◆ **Supplied data**:
┄┄┄┄┄┄┄┄┄┄┄┄┄┄┄┄┄┄┄┄

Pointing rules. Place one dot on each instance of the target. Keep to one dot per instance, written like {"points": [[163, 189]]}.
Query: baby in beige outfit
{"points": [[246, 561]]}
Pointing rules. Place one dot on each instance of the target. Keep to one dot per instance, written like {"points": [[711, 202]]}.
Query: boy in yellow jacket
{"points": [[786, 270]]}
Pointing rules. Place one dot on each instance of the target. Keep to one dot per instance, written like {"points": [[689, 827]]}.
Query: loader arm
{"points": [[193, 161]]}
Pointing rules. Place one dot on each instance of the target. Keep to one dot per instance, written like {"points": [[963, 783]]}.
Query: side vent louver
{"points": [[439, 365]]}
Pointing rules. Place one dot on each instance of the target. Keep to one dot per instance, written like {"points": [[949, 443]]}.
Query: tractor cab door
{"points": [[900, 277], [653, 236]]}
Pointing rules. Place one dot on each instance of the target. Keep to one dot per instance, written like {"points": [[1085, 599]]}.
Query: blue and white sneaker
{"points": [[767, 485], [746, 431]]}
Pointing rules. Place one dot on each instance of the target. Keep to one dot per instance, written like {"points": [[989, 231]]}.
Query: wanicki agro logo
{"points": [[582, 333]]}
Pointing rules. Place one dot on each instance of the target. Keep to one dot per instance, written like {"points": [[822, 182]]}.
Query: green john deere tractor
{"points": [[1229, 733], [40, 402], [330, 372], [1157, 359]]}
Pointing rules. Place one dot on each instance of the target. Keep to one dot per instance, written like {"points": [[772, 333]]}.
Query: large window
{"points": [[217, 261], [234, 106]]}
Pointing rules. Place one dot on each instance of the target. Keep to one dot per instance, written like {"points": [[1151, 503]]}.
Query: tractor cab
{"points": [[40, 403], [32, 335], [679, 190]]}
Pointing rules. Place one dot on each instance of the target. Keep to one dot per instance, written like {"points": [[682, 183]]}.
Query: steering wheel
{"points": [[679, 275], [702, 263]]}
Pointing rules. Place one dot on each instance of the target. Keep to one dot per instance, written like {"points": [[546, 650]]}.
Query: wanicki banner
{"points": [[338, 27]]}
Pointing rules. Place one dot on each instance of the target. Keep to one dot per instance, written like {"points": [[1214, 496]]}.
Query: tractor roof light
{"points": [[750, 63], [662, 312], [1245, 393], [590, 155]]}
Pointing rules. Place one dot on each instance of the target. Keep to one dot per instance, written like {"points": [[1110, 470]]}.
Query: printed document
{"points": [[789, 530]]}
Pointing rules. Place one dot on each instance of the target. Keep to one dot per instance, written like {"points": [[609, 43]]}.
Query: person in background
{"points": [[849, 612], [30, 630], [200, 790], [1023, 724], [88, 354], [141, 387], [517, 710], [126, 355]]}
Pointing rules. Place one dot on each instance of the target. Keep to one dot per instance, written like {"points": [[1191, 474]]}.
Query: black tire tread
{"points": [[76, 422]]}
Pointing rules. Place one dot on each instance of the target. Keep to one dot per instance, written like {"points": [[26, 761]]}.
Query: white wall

┄┄┄┄┄┄┄┄┄┄┄┄┄┄┄┄┄┄┄┄

◆ **Goal of the exercise**: The records must be given again in full, exactly as they were written.

◆ **Response area**:
Pointing rules. Place one dot on each instance of the target. Keep to one dot per instance, written like {"points": [[163, 189]]}.
Query: baby in beige outfit
{"points": [[246, 561]]}
Pointing rules. Place one dot on each instance of the target. Keep to one dot per instance, written like {"points": [[711, 202]]}.
Query: boy in yellow jacket
{"points": [[786, 270]]}
Pointing rules. Place one dot on each instance of the target. Keep to one dot per instance, written like {"points": [[689, 827]]}.
Query: loader arm
{"points": [[193, 161]]}
Pointing rules. Place one dot on each instance of the target. Keep to one dot per instance, written like {"points": [[963, 783]]}.
Query: side vent louver
{"points": [[439, 365]]}
Pointing rules. Place one dot on each instance of the target. Keep to one dot per instance, written like {"points": [[949, 443]]}.
Query: tractor cab door
{"points": [[900, 277], [653, 236]]}
Pointing rules. Place one dot on each instance of the target. Keep to one dot per instance, written like {"points": [[1085, 599]]}.
Query: blue and white sneaker
{"points": [[767, 485], [746, 431]]}
Pointing rules. Place one dot on each instance of the target. Keep to one dot per instance, written like {"points": [[989, 231]]}.
Query: wanicki agro logo
{"points": [[582, 333]]}
Pointing rules. Place one dot on each instance of the target. Keep to one dot per instance, written like {"points": [[822, 182]]}.
Query: green john deere tractor
{"points": [[1229, 733], [40, 402], [330, 372], [1157, 359]]}
Pointing rules. Place one dot on each instance of the target. Keep to one dot per instance, written like {"points": [[772, 333]]}.
Query: large window
{"points": [[217, 261], [234, 106]]}
Pointing rules. Place one dot on each instance of the target. Keep to one dot per instance, written like {"points": [[1151, 503]]}.
Query: tractor cab
{"points": [[40, 403], [32, 335], [679, 190]]}
Pointing rules. Place one dot on each instance of the target. Keep to one dot per instance, written like {"points": [[682, 183]]}.
Query: steering wheel
{"points": [[679, 275], [702, 263]]}
Pointing rules. Place one dot on each instance of the target. Keep to one dot per instance, written like {"points": [[546, 650]]}.
Query: wanicki banner
{"points": [[338, 27]]}
Pointing rules. Place one dot on each instance of the target. Keep to one dot per instance, written like {"points": [[1214, 496]]}.
Query: tractor roof light
{"points": [[750, 63], [662, 312], [1245, 393], [590, 155]]}
Pointing rules. Place one dot on each instance of the target. Keep to one dot per instance, written like {"points": [[1110, 470]]}.
Query: printed document
{"points": [[789, 530]]}
Pointing rules. Place one dot on each instance of the target. Keep to one dot per instance, written like {"points": [[609, 43]]}.
Query: person in background
{"points": [[849, 612], [30, 630], [200, 790], [1023, 724], [88, 354], [141, 387], [517, 710], [126, 355]]}
Pointing rules. Place one dot on each instance of the target. Keep to one dot per instance, written like {"points": [[1191, 474]]}.
Query: black tire tread
{"points": [[76, 422]]}
Pointing rules. Place one dot on each instance of the target. Keep to one dot per instance, written like {"points": [[26, 761]]}.
Query: white wall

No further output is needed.